[Coordinate annotation entries]

⟨

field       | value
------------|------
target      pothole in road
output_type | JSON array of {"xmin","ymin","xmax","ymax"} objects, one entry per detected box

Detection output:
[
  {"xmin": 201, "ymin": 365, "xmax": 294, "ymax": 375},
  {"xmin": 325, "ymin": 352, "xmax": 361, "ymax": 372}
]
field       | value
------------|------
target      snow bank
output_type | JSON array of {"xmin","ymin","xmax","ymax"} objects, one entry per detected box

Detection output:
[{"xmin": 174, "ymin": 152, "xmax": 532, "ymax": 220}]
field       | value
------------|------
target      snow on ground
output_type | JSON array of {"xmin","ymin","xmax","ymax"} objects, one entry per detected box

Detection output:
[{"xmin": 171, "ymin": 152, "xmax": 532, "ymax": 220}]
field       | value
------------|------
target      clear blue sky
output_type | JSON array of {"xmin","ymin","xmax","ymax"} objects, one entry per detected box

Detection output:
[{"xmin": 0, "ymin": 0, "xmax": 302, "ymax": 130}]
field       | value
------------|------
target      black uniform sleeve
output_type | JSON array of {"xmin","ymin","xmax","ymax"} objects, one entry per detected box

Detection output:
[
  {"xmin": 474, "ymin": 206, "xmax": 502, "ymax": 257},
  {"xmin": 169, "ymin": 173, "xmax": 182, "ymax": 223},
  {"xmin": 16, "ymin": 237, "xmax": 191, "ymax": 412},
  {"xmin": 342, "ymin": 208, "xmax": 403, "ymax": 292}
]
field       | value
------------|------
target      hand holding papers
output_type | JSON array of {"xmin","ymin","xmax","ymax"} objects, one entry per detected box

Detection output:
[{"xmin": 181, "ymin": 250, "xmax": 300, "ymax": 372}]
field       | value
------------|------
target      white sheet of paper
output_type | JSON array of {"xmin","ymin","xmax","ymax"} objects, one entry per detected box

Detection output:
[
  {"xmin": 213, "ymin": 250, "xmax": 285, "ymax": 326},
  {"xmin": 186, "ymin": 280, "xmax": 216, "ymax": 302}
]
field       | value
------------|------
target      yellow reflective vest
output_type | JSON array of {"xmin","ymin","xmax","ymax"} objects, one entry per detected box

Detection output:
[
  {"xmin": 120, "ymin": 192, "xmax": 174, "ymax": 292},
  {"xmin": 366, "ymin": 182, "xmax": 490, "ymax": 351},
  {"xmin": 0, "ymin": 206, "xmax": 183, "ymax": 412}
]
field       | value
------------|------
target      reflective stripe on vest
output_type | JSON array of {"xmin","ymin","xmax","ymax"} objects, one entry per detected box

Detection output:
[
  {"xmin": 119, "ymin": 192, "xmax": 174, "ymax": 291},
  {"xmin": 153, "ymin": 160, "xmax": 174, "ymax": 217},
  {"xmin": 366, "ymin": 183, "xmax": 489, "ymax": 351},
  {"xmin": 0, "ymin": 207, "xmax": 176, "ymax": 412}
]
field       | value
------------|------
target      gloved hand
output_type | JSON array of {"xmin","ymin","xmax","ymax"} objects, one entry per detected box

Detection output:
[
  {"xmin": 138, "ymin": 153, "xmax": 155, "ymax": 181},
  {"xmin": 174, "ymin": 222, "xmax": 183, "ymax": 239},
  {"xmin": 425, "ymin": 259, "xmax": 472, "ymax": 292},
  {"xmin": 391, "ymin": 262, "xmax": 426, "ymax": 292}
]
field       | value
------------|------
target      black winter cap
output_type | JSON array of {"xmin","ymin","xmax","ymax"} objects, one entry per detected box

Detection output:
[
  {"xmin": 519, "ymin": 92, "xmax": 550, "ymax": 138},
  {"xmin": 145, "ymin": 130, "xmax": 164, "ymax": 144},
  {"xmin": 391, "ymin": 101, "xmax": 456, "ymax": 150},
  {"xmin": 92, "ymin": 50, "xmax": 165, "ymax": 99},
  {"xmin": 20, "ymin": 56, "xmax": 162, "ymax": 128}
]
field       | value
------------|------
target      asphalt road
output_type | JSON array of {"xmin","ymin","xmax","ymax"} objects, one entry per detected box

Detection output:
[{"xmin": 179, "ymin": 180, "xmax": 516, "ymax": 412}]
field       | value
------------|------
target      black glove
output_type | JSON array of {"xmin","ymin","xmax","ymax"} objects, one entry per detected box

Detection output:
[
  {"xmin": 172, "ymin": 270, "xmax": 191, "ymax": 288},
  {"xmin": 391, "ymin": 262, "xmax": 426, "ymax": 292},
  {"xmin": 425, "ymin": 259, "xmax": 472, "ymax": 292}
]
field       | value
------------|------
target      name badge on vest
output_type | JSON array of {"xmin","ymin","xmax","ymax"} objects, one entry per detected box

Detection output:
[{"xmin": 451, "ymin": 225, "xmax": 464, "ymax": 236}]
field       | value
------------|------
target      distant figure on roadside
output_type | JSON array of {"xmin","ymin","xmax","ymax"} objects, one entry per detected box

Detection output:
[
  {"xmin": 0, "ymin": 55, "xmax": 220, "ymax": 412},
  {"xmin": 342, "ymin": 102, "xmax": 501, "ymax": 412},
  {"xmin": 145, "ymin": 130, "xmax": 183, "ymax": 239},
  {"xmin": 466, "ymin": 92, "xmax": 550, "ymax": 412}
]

⟩

● Short task: Quote all of the entries verbatim.

● Right answer:
field       | value
------------|------
target      pothole in road
output_type | JSON array of {"xmin","ymin","xmax","ymax"} objects, one entry per detected box

Detection output:
[
  {"xmin": 201, "ymin": 365, "xmax": 294, "ymax": 375},
  {"xmin": 325, "ymin": 352, "xmax": 361, "ymax": 372}
]
field       | value
------------|------
target      snow bank
output_type | JSON array of {"xmin","ymin","xmax","ymax"} objects, one entry per detected box

Detection output:
[{"xmin": 174, "ymin": 152, "xmax": 532, "ymax": 220}]
field       | value
------------|------
target      snow on ground
output_type | JSON array of {"xmin","ymin","xmax","ymax"} objects, one entry per detected box

Detection output:
[{"xmin": 171, "ymin": 152, "xmax": 532, "ymax": 220}]
field       | value
------------|------
target      clear blue sky
output_type | JSON array of {"xmin","ymin","xmax","ymax"} objects, one entry per detected box

Detection output:
[{"xmin": 0, "ymin": 0, "xmax": 302, "ymax": 130}]
field       | value
------------|------
target      black uniform sleeve
output_type | JSON array of {"xmin","ymin","xmax","ymax"} objects, one entry per detected box

Detection output:
[
  {"xmin": 474, "ymin": 206, "xmax": 502, "ymax": 257},
  {"xmin": 169, "ymin": 173, "xmax": 182, "ymax": 223},
  {"xmin": 16, "ymin": 237, "xmax": 191, "ymax": 412},
  {"xmin": 342, "ymin": 208, "xmax": 403, "ymax": 292}
]
field       | value
------------|------
target      hand holding papers
output_type | JSON array of {"xmin","ymin","xmax","ymax"} objects, one entry per detected box

Detection output:
[{"xmin": 181, "ymin": 250, "xmax": 300, "ymax": 372}]
field       | value
------------|------
target      white sheet of paper
output_type | JSON array of {"xmin","ymin","xmax","ymax"} objects, one entry per detected box

Detection output:
[
  {"xmin": 213, "ymin": 250, "xmax": 285, "ymax": 326},
  {"xmin": 186, "ymin": 280, "xmax": 216, "ymax": 302}
]
field       | value
------------|------
target      yellow reflective vest
output_type | JSON array of {"xmin","ymin","xmax","ymax"} objects, one entry per detected box

Detection output:
[
  {"xmin": 120, "ymin": 192, "xmax": 174, "ymax": 292},
  {"xmin": 366, "ymin": 182, "xmax": 490, "ymax": 351},
  {"xmin": 0, "ymin": 206, "xmax": 183, "ymax": 412}
]
field       | value
------------|------
target      reflective stripe on vest
output_type | JSON array of {"xmin","ymin","xmax","ymax"} objects, one entry per detected box

Detection output:
[
  {"xmin": 119, "ymin": 192, "xmax": 174, "ymax": 291},
  {"xmin": 153, "ymin": 160, "xmax": 174, "ymax": 217},
  {"xmin": 366, "ymin": 183, "xmax": 489, "ymax": 351},
  {"xmin": 0, "ymin": 207, "xmax": 176, "ymax": 412}
]
field       | value
------------|------
target      gloved hand
output_type | JSON array of {"xmin","ymin","xmax","ymax"} objects, one entry per detected box

Detection output:
[
  {"xmin": 138, "ymin": 153, "xmax": 155, "ymax": 181},
  {"xmin": 174, "ymin": 222, "xmax": 183, "ymax": 239},
  {"xmin": 425, "ymin": 259, "xmax": 472, "ymax": 292},
  {"xmin": 391, "ymin": 262, "xmax": 426, "ymax": 292}
]
field       | value
------------|------
target      black winter cap
output_type | JSON array of {"xmin","ymin","xmax","ymax"} objects, one entry per detected box

Detection output:
[
  {"xmin": 519, "ymin": 92, "xmax": 550, "ymax": 138},
  {"xmin": 145, "ymin": 130, "xmax": 164, "ymax": 144},
  {"xmin": 391, "ymin": 101, "xmax": 456, "ymax": 150},
  {"xmin": 92, "ymin": 50, "xmax": 165, "ymax": 99},
  {"xmin": 20, "ymin": 56, "xmax": 162, "ymax": 128}
]
field       | value
------------|------
target      asphalt road
output_type | JSON array of {"xmin","ymin","xmax","ymax"} objects, one entry per detected box

Detection output:
[{"xmin": 179, "ymin": 180, "xmax": 516, "ymax": 412}]
field       | value
------------|------
target      black glove
output_type | JSON array of {"xmin","ymin","xmax","ymax"} objects, one entry per detected box

Detection output:
[
  {"xmin": 172, "ymin": 270, "xmax": 191, "ymax": 288},
  {"xmin": 391, "ymin": 262, "xmax": 426, "ymax": 292},
  {"xmin": 425, "ymin": 259, "xmax": 472, "ymax": 292}
]
field       | value
------------|------
target      name badge on vest
output_type | JSON array of {"xmin","ymin","xmax","ymax"} objects, one entry per detected box

Detection output:
[{"xmin": 451, "ymin": 225, "xmax": 464, "ymax": 236}]
field       | value
------------|------
target      distant figure on roadside
output_type | JSON array of {"xmin","ymin","xmax","ymax"} objects, one entry per detected box

Detection output:
[
  {"xmin": 0, "ymin": 55, "xmax": 220, "ymax": 412},
  {"xmin": 342, "ymin": 102, "xmax": 501, "ymax": 412},
  {"xmin": 145, "ymin": 130, "xmax": 183, "ymax": 239},
  {"xmin": 466, "ymin": 92, "xmax": 550, "ymax": 412}
]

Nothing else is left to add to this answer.